Reporter: Elisabeth Adventa, Havid Vebri, Ragil Nugroho | Editor: Havid Vebri
KONTAN.CO.ID - JAKARTA. Tepat tiga pekan setelah Presiden Joko Widodo (Jokowi) menggelar rapat terbatas tentang fasilitas perpajakan untuk penguatan perekonomian akhir November lalu, kalangan pelaku usaha mendapat kado istimewa dari Pemerintah RI.
Kado spesial itu tertuang dalam Peraturan Pemerintah (PP) Nomor 78/2019 tentang Fasilitas Pajak Penghasilan (PPh) untuk Penanaman Modal di Bidang Usaha Tertentu dan/atau di Daerah Tertentu, atau sering disebut tax allowance. PP ini merupakan revisi atas PP sebelumnya yakni PP No.18/2015 dan PP No. 9/2016.
Rofyanto Kurniawan Kepala Pusat Kebijakan Pendapatan Badan Kebijakan Fiskal (BKF) Kementerian Keuangan (Kemkeu) mengatakan, lewat beleid anyar tersebut, pemerintah merelaksasi ketentuan sekaligus memperluas kategori bidang usaha yang berhak mendapatkan fasilitas keringanan PPh yang dihitung berdasarkan nilai investasi.
“Tujuan dari relaksasi ini adalah untuk mendorong investasi dan meningkatkan pertumbuhan ekonomi nasional,” katanya.
Sejatinya, fasilitas tax allowance meliputi pengurangan penghasilan neto sebesar 30% dari jumlah investasi selama enam tahun, penyusutan dan amortisasi yang dipercepat, pengenaan PPh atas deviden yang dibayarkan kepada subjek pajak luar negeri sebesar 10% atau lebih rendah berdasarkan tax treaty, serta kompensasi kerugian lima sampai sepuluh tahun.
Fasilitas tersebut diberikan terhadap Wajib Pajak Badan Dalam Negeri yang melakukan penanaman modal maupun perluasan pada bidang-bidang usaha tertentu dan/atau di daerah-daerah tertentu. Adapun kriteria yang berhak mendapatkan fasilitas tersebut adalah yang memiliki nilai investasi yang tinggi atau untuk ekspor, memiliki penyerapan tenaga kerja yang besar, atau memiliki kandungan lokal yang tinggi.

═══

Tolong ubah paragraf dalam bacaan tentang tax allowance di atas yang diawali "Sejatinya, fasilitas tax allowance" menjadi daftar butir yang memuat fakta utamanya. Daftar yang menyusul tidak berperan dalam latihan ini.

═══

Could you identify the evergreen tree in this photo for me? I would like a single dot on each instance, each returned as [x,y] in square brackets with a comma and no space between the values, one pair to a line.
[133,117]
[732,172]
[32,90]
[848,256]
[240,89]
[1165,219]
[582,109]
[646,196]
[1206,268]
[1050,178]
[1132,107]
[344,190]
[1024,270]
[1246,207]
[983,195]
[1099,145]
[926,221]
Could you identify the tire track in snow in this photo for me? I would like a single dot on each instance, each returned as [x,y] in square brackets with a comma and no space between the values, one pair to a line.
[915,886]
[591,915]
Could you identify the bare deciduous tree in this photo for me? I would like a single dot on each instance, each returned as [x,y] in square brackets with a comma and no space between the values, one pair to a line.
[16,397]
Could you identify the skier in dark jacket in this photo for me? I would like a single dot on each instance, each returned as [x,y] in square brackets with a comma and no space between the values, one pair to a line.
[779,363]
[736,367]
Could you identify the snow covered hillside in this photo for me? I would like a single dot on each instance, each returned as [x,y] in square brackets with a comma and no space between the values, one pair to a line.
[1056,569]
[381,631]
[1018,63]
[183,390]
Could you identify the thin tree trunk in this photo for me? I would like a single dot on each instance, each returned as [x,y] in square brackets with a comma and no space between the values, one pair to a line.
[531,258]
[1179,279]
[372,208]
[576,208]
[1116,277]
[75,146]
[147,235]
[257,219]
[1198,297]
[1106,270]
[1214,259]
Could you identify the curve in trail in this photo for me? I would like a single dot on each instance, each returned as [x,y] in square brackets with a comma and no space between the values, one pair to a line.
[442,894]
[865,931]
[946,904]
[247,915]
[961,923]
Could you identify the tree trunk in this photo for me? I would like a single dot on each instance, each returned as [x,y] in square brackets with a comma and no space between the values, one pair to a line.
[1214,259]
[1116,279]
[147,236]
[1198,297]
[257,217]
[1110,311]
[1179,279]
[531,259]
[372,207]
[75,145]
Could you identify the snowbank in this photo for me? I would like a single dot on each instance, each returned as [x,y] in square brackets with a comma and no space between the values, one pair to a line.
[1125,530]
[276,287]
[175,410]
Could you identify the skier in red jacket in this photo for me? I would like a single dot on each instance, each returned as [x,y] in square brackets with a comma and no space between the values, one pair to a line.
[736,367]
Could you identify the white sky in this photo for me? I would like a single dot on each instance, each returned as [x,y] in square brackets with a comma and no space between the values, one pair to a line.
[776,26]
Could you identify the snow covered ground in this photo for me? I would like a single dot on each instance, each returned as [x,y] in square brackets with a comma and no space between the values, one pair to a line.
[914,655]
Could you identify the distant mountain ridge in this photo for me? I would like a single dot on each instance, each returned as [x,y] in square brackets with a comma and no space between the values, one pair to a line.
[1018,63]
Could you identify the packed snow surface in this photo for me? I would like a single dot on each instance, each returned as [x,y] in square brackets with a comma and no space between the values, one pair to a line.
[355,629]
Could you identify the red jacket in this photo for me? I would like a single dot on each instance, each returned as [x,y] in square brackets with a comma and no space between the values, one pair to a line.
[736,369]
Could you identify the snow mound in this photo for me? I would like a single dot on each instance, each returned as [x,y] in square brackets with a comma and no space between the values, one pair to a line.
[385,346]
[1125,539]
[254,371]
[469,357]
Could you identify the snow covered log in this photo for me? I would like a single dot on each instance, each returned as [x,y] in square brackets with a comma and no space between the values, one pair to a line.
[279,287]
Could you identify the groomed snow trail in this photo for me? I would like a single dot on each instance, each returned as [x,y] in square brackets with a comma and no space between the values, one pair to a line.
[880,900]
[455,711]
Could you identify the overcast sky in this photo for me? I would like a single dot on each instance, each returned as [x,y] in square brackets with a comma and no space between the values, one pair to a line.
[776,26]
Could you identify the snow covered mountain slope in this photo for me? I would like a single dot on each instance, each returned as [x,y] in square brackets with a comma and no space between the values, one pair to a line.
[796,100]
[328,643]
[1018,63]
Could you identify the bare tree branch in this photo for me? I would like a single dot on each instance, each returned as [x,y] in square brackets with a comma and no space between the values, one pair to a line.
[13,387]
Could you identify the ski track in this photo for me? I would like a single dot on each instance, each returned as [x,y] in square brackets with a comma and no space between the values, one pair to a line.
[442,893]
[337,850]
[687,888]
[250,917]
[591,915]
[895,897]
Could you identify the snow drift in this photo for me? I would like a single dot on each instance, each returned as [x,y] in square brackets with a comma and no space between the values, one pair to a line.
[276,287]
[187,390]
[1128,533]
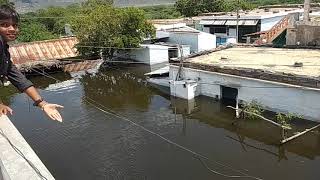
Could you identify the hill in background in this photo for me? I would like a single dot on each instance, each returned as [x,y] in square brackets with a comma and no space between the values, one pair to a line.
[31,5]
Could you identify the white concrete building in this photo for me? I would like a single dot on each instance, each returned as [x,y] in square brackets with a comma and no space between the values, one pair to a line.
[182,34]
[154,54]
[253,74]
[224,27]
[169,39]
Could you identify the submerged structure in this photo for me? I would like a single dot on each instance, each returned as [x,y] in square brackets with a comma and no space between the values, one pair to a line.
[282,80]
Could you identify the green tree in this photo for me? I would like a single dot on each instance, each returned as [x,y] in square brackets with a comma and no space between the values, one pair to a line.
[34,31]
[6,2]
[191,8]
[111,29]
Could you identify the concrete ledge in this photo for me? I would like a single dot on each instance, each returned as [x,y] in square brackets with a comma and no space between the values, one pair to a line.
[13,166]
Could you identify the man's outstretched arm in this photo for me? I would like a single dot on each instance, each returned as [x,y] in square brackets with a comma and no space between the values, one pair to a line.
[50,109]
[24,85]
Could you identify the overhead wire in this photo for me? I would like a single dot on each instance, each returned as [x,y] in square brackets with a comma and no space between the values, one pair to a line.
[106,110]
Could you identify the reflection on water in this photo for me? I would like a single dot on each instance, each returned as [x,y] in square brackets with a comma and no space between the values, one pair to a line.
[92,145]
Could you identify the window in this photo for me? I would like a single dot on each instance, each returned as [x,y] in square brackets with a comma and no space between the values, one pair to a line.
[221,29]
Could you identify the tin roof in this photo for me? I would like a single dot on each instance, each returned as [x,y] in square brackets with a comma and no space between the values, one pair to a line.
[43,50]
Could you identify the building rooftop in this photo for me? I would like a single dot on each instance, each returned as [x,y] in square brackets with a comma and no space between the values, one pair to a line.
[256,14]
[271,60]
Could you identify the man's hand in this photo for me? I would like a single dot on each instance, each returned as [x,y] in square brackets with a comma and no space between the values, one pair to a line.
[51,111]
[4,110]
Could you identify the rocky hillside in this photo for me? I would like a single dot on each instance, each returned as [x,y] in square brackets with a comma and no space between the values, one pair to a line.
[30,5]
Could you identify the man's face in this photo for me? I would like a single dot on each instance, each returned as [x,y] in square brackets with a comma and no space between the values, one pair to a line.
[8,30]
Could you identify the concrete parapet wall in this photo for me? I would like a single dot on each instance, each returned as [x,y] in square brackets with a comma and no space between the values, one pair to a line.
[13,166]
[261,74]
[274,96]
[304,34]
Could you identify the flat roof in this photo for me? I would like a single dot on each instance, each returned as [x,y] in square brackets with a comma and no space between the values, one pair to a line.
[255,14]
[272,60]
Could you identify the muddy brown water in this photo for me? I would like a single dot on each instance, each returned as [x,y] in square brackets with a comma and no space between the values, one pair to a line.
[90,144]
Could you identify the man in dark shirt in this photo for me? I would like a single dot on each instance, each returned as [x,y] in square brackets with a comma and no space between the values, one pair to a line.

═══

JAWABAN SOAL:
Fasilitas tax allowance meliputi:
- pengurangan penghasilan neto sebesar 30% dari jumlah investasi selama enam tahun
- penyusutan dan amortisasi yang dipercepat
- PPh atas deviden yang dibayarkan kepada subjek pajak luar negeri sebesar 10% atau lebih rendah berdasarkan tax treaty
- kompensasi kerugian lima sampai sepuluh tahun